§ SUPPLIED PASSAGE:

========================================

The distribution of linguistic variation has been strongly influenced by the Neolithic Revolution, particularly in Africa. Linguistic, archeological, and ethnographic data suggest that all four African language families arose before agriculture in West Africa (Niger-Congo), Northeastern Africa (Afroasiatic), the middle Nile region (Nilo-Saharans), and East Africa (Khoisan).13, 14, 15, 16, 17 Early dispersals of Niger-Congo, Afroasiatic, and possibly Nilo-Saharan languages are likely associated with migrating farmers.14, 15, 16, 17 Diamond and Bellwood15 hypothesized that early farmers replaced the languages of hunter-gatherers living in their path of expansion and that this replacement would lead to strong correlations between linguistic and genetic variation. Their least equivocal example of an association of a language group with the spread of agriculture are the Bantu expansions. Beginning 4000 years ago, farmers speaking Niger-Congo Bantu languages expanded from a southern Cameroonian homeland over most of subequatorial Africa.13, 18, 19 Evidence for the concordant spread of Bantu genes and languages comes from autosomal,9, 20 mtDNA,12, 21 and Y chromosomal10, 11, 22, 23, 24, 25, 26, 27 data.

The nonrecombining portion of the Y chromosome (NRY) and mtDNA are both haploid and uni-parentally inherited and, hence, are expected to have a four-fold reduction in effective population size (Ne) relative to the autosomes. In the absence of selection, the reduced Ne leads to an increased rate of genetic drift, which makes these haploid regions sensitive indicators of such demographic processes as bottlenecks, population subdivision, and population size and range expansions. The comparative study of patterns of variation at these loci allows the examination of the relative contribution of males and females in shaping African genetic diversity. In this study, we test for associations between genetic, linguistic and geographic differentiation to (1) identify correlates of genetic diversity in Africa, (2) examine the degree of concordance between the Y chromosome and mtDNA, and (3) assess the effects of sex-specific demographic processes shaping patterns of variation.

========================================

§ THE DATA:
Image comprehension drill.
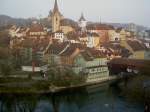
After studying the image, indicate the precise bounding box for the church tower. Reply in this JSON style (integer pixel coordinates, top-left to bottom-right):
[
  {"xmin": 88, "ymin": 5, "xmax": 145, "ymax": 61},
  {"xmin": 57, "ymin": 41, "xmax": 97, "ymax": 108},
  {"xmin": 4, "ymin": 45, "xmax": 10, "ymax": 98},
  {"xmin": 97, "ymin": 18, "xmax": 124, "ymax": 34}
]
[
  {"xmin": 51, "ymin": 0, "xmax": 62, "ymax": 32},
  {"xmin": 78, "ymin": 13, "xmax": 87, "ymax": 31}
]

========================================

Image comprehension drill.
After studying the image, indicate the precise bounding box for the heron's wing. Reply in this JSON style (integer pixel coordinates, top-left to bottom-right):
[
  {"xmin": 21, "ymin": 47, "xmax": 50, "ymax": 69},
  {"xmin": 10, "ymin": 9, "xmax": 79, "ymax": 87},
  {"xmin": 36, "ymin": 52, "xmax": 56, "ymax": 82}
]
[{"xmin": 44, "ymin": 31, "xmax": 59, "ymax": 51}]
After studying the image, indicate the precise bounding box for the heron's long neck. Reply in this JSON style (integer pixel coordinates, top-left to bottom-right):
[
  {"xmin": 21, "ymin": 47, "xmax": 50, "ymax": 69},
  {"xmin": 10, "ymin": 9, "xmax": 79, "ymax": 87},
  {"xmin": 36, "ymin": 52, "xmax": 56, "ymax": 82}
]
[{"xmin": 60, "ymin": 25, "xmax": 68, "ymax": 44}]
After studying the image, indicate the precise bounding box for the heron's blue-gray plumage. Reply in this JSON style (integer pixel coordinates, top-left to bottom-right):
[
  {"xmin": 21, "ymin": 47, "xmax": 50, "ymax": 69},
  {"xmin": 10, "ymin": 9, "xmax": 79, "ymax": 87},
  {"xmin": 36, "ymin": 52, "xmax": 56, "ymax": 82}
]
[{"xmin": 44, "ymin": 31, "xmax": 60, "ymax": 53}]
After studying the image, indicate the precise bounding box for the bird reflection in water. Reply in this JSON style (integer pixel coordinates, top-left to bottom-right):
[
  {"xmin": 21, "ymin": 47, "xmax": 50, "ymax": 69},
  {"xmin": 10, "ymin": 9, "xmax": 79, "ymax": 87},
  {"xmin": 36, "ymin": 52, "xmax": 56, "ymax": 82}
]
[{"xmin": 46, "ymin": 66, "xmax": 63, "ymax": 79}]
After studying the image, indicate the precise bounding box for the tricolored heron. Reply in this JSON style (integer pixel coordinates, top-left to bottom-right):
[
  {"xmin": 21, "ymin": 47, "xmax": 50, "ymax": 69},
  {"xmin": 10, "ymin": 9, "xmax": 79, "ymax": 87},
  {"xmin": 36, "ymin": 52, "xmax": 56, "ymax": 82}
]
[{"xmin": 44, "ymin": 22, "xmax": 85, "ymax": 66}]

========================================

§ INSTRUCTIONS FOR THE TASK: Name the four African language families listed in the passage on African genetic and linguistic variation, each with the region where the passage says it arose.

§ RESPONSE TO THIS TASK:
- Niger-Congo: West Africa
- Afroasiatic: Northeastern Africa
- Nilo-Saharan: the middle Nile region
- Khoisan: East Africa